_THE REQUEST_. Copy the lines in the entries below verbatim, starting with the line containing "Detect the decorative" and ending with the line containing "(0, 186), (166, 329)", both included.

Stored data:
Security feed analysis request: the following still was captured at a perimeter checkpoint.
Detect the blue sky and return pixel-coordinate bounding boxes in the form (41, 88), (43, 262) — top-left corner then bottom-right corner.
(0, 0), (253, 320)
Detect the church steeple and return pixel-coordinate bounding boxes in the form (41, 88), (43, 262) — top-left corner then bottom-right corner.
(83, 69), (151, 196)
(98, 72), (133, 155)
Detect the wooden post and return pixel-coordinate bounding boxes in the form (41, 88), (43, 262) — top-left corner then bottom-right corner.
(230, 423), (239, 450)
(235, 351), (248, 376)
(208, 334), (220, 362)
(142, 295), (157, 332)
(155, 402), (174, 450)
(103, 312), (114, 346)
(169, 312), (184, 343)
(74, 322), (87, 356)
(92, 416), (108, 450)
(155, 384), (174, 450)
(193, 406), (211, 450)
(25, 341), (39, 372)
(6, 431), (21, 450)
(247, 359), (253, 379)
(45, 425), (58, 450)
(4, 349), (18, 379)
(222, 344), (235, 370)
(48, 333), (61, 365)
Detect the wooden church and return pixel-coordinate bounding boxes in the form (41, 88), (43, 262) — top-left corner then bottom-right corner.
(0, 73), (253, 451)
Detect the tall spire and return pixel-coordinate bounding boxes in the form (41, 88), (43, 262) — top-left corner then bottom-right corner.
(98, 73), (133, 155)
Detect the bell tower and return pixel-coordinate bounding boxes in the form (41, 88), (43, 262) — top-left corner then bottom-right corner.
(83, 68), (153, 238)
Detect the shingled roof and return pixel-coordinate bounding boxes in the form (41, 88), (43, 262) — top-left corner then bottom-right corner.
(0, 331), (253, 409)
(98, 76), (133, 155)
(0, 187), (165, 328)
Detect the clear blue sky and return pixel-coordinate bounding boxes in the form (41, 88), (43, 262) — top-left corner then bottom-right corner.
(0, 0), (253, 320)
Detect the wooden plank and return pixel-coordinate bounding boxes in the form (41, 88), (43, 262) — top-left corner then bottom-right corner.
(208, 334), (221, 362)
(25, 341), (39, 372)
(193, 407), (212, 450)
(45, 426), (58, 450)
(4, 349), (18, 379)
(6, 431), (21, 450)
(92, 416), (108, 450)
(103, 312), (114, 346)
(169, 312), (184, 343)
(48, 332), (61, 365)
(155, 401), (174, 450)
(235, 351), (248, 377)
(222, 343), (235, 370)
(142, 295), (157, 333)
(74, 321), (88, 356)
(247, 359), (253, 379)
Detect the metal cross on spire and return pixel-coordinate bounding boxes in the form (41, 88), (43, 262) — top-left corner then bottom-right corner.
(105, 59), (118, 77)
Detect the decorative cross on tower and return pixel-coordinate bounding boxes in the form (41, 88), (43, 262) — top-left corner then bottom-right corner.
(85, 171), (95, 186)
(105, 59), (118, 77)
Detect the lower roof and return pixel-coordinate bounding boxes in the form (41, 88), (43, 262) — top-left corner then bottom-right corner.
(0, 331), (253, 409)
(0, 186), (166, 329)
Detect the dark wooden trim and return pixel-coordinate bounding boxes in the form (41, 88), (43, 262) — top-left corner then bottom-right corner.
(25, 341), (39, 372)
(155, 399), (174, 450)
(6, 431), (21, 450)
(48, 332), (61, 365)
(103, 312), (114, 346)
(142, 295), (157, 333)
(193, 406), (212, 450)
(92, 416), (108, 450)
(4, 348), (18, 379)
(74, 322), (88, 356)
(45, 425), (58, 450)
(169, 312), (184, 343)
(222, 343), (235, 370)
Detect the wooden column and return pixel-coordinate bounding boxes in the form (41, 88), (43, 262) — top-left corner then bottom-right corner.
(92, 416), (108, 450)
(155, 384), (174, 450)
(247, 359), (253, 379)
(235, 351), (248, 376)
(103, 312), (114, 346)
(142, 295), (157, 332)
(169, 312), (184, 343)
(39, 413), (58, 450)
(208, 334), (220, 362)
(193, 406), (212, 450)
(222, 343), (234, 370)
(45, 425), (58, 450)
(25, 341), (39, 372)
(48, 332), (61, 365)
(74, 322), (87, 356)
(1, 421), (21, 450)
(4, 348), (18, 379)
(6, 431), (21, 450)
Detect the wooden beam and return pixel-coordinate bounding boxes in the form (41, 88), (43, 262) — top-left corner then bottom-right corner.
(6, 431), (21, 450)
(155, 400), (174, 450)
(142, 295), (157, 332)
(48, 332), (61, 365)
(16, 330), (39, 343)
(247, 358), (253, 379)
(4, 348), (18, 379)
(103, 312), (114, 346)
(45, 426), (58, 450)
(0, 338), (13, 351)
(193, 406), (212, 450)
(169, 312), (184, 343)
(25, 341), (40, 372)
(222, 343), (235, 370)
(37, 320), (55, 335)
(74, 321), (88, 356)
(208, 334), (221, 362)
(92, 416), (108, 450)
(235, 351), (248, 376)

_ANSWER TO THIS EXERCISE_.
Detect the decorative cross on tower and return pixel-coordinate bounding boxes in the form (41, 88), (43, 262) — top-left corner then bottom-right corner.
(85, 171), (95, 186)
(105, 59), (118, 77)
Detect the lower roof and return pixel-coordinate bounding boxes in the form (41, 88), (43, 262) — top-left corner then bottom-right corner.
(0, 331), (253, 409)
(0, 186), (166, 329)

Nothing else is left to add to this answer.